#### [TASK INSTRUCTIONS]
Reproduce the lines of the records starting at the line that contains "indicate the firefighter in" and ending at the end of the records, both ends included.

(Excerpts from point annotation data)
__________________________________________________

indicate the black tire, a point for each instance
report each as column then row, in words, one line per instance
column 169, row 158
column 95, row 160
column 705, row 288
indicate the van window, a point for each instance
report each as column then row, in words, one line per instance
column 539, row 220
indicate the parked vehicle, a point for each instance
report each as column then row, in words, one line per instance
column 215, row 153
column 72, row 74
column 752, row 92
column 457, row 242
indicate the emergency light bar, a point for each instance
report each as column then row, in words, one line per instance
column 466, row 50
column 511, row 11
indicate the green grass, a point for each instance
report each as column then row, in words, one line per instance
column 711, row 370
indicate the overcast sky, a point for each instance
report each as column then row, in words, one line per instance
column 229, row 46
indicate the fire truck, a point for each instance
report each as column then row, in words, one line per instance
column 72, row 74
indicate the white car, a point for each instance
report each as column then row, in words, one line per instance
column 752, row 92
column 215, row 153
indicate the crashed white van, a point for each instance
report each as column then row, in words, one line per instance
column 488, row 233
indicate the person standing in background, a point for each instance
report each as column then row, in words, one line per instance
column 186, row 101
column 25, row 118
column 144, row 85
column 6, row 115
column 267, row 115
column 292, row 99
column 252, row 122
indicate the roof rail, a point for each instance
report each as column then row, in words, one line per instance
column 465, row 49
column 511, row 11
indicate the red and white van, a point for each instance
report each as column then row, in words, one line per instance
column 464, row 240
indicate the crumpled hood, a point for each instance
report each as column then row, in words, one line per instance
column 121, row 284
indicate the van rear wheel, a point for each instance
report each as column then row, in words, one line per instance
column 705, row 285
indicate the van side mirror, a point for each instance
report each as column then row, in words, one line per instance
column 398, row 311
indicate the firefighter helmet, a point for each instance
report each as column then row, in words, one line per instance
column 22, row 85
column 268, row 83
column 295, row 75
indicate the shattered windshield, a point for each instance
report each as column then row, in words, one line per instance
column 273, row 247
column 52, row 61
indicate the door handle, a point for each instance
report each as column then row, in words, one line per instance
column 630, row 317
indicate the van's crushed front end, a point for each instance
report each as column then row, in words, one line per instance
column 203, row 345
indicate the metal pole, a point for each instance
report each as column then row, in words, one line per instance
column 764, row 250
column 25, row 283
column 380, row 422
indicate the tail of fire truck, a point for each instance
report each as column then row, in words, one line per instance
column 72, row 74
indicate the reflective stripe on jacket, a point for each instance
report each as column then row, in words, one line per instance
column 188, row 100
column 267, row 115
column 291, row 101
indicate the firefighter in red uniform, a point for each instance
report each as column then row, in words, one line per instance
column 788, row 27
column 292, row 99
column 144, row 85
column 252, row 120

__________________________________________________

#### [CORRECT RESPONSE]
indicate the firefighter in red uniform, a point for each instance
report each as column then row, in words, one line per instance
column 788, row 27
column 292, row 99
column 144, row 85
column 252, row 120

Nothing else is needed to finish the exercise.